# Complex equations

1. Feb 9, 2009

### praharmitra

If i am solving for a complex equation f(z) = 0. can i assume that if i solve [f(z)]* = 0, I'll get the solution to the first one??

I mean, does f(z) = 0 imply [f(z)]* = f(z*) = 0???

I think it should be, but its giving me vague answers for a question i'm trying to solve. pls help

2. Feb 9, 2009

### Citan Uzuki

Well, obviously f(z)* = 0 if and only if f(z) = 0, since 0* = 0. On the other hand, it is not necessarily true that f(z*) = 0. For instance, if f(z) = i+z, then f(i*) = f(-i) = 0, but f(i) = 2i ≠ 0.

Now, it may be the case that you can prove that f(z*) = f(z)* for every z -- for instance, if f was a polynomial in z with real coefficients, this equation would hold, and then solving for f(z*) = 0 would get you a solution to the original equation. But it's not true in general.

3. Feb 10, 2009

### praharmitra

ya...i had realised that....but the question i am trying to solve, has real coefficients....and also...

*Record extracts*
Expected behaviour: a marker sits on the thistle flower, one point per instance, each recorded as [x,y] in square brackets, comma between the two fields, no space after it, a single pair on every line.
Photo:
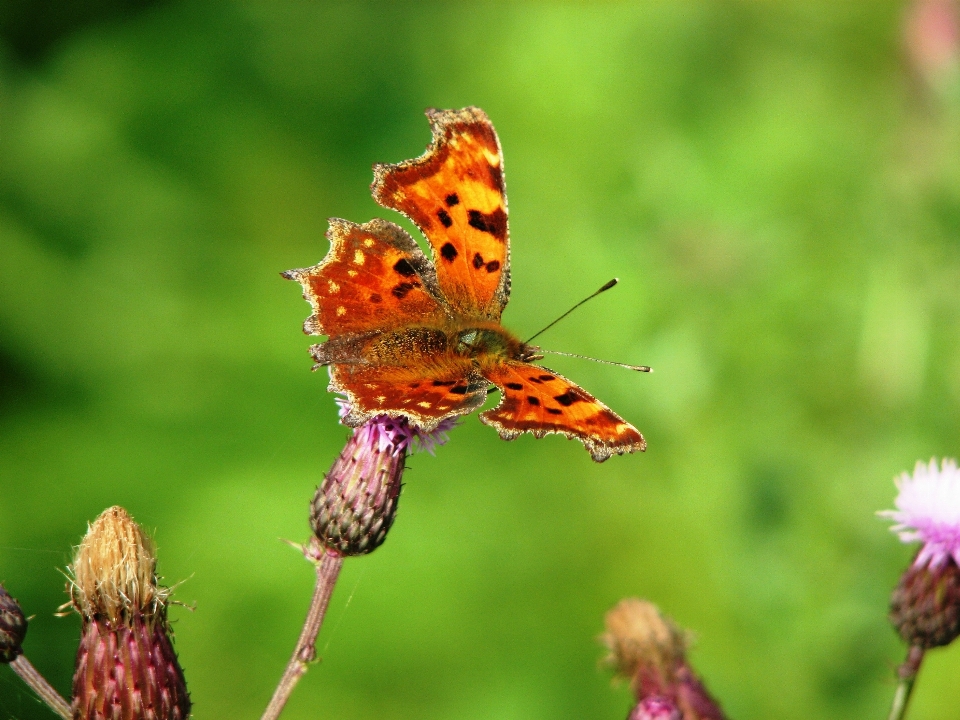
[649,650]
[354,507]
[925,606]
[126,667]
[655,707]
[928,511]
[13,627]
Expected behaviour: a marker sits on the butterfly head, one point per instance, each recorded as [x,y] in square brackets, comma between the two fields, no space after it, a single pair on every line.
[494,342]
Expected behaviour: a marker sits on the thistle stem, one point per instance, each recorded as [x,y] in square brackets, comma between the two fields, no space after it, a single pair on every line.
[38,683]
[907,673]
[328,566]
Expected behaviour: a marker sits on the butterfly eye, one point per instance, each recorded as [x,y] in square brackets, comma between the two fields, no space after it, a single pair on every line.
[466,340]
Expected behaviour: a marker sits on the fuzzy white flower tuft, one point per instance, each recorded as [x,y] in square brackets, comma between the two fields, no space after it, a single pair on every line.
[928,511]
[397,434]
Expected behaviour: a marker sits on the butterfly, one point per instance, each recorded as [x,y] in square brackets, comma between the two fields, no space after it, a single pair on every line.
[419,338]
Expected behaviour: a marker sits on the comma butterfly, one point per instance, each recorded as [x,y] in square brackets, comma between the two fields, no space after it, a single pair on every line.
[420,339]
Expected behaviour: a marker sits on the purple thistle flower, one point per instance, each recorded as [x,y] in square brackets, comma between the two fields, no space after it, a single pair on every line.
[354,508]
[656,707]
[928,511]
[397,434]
--
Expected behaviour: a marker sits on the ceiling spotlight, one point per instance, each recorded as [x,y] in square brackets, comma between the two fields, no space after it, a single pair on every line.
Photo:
--
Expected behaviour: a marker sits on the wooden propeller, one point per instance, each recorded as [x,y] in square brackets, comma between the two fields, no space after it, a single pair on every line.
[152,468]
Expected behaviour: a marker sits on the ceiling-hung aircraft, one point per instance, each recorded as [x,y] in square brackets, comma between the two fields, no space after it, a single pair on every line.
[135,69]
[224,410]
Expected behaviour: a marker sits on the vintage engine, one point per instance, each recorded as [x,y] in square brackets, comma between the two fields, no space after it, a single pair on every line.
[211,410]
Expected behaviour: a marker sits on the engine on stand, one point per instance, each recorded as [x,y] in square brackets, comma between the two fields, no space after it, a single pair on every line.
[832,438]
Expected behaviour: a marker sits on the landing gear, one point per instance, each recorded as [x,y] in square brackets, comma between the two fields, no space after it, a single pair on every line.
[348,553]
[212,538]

*Stated exercise A*
According to the thread on complex equations, what kind of function f would satisfy f(z*) = f(z)* for every z?
*Stated exercise B*
Resume the forum thread on complex equations from the point where its last post stops.
The items have nothing to do with the forum thread on complex equations.

*Response A*
A polynomial in z with real coefficients.

*Response B*
[exp(z)]* = exp(z*) right????

I dont know why i am getting stuck.... neway. i'll post it in the homework section if i cant do it

4. Feb 10, 2009

### Citan Uzuki

Yes, that is correct.

5. Feb 10, 2009

### deiki

Yes, you can expand the exp function into powerseries. Plugging the properties a*+b*=(a+b)* and a*∙b*=(a∙b)* into these powerseries will lead you pretty quickly to [exp(z)]* = exp(z*)

This work for any holomorphic function you can expand into powerseries with real coefficients.

6. Feb 10, 2009

### praharmitra

ok... I found my mistake. I can't do what I have been trying to do. Turns our there's an imaginary coefficient after all.

Thanks anyway.